→ Work to be completed
Recast every line of the entries below as a Markdown table with the columns Row and Text, numbering each row and leaving out blank lines.

— Start —

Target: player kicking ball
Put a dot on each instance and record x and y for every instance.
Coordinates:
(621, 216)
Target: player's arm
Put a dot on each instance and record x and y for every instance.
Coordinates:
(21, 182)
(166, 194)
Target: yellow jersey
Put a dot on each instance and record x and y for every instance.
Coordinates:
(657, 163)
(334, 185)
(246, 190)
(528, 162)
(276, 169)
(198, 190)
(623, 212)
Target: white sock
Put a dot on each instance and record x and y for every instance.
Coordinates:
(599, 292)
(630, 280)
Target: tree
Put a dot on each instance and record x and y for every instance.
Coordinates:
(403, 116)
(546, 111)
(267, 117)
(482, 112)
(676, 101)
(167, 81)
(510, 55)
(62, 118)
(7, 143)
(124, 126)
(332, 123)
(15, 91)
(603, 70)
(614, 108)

— End —

→ Exercise response
| Row | Text |
|---|---|
| 1 | Target: player kicking ball |
| 2 | Put a dot on each instance and record x and y for every instance. |
| 3 | Coordinates: |
| 4 | (621, 216) |
| 5 | Target: player's arm |
| 6 | Put a dot on each instance and record x and y for every instance. |
| 7 | Coordinates: |
| 8 | (21, 182) |
| 9 | (166, 194) |
| 10 | Target: yellow jersey |
| 11 | Put a dot on each instance and record x and y for every instance. |
| 12 | Coordinates: |
| 13 | (657, 163) |
| 14 | (334, 185) |
| 15 | (246, 190) |
| 16 | (528, 162) |
| 17 | (276, 169) |
| 18 | (198, 190) |
| 19 | (623, 212) |
| 20 | Target: white sock |
| 21 | Put a dot on each instance and record x and y for every instance. |
| 22 | Coordinates: |
| 23 | (599, 292) |
| 24 | (630, 280) |
| 25 | Target: tree |
| 26 | Put a dot on each instance and record x and y for every instance. |
| 27 | Coordinates: |
| 28 | (403, 116) |
| 29 | (546, 111) |
| 30 | (267, 117) |
| 31 | (482, 112) |
| 32 | (676, 101) |
| 33 | (167, 81) |
| 34 | (510, 55) |
| 35 | (62, 118) |
| 36 | (7, 143) |
| 37 | (124, 126) |
| 38 | (332, 123) |
| 39 | (15, 91) |
| 40 | (603, 70) |
| 41 | (614, 108) |